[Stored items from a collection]
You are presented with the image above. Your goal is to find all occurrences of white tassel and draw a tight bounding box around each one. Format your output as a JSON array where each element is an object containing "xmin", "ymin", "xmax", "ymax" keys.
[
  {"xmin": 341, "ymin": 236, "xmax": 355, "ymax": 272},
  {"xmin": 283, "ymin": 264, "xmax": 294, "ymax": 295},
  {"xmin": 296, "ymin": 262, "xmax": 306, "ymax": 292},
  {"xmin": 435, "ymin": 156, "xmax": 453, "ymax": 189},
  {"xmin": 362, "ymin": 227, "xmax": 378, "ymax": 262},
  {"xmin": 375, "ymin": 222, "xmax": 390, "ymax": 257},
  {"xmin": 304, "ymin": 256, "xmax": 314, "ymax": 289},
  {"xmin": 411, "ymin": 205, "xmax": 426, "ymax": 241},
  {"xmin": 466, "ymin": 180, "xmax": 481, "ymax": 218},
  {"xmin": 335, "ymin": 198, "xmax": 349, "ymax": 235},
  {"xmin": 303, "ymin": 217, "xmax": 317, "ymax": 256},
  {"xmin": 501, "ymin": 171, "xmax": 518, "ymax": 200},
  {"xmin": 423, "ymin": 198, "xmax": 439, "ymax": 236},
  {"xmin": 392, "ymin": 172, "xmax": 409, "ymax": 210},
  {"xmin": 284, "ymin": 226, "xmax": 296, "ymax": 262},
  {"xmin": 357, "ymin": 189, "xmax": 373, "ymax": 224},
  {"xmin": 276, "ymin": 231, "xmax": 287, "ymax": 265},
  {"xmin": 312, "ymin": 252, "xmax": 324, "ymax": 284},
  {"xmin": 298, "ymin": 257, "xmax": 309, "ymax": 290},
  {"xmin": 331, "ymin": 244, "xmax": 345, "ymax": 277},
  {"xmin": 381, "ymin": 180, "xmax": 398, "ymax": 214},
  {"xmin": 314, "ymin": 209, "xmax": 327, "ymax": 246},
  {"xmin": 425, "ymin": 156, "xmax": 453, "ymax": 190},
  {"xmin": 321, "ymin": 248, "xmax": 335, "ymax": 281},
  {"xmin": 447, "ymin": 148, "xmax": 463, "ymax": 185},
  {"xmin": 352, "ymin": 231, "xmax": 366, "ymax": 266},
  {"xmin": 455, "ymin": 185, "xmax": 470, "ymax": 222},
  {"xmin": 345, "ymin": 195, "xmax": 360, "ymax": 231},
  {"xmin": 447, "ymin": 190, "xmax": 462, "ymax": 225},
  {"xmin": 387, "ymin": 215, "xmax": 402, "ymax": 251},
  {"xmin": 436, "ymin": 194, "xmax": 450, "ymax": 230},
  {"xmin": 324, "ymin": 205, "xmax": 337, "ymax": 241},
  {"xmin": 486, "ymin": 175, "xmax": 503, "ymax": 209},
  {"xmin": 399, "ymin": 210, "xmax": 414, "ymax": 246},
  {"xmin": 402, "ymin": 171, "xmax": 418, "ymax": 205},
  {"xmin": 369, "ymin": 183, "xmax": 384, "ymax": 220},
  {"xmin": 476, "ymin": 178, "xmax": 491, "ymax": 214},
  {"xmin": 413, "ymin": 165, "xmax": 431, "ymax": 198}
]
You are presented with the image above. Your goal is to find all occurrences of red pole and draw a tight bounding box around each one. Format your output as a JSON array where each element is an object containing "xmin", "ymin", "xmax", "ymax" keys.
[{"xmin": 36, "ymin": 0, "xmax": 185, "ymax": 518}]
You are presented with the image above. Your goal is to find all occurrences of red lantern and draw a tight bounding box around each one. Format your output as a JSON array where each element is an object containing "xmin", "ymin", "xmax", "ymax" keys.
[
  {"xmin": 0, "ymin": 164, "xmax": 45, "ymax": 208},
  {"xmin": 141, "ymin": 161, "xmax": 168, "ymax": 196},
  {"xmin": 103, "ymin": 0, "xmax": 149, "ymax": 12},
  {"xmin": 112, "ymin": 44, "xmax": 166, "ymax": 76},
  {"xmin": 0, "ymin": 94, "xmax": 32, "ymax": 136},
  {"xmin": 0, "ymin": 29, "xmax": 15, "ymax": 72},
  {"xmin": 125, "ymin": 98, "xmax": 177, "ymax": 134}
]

WHAT TO DO » Only the lines from the one containing "of red lantern" to the end of the records should be repeated, exactly as they appear.

ANSWER TO THIS EXERCISE »
You are presented with the image above. Your goal is to find all occurrences of red lantern and draw a tight bounding box around each one. Format your output as a JSON array where each element is an object containing "xmin", "ymin", "xmax", "ymax" keys.
[
  {"xmin": 0, "ymin": 164, "xmax": 45, "ymax": 208},
  {"xmin": 141, "ymin": 161, "xmax": 168, "ymax": 196},
  {"xmin": 103, "ymin": 0, "xmax": 149, "ymax": 12},
  {"xmin": 112, "ymin": 44, "xmax": 166, "ymax": 76},
  {"xmin": 0, "ymin": 94, "xmax": 32, "ymax": 136},
  {"xmin": 0, "ymin": 29, "xmax": 15, "ymax": 72},
  {"xmin": 125, "ymin": 98, "xmax": 177, "ymax": 134}
]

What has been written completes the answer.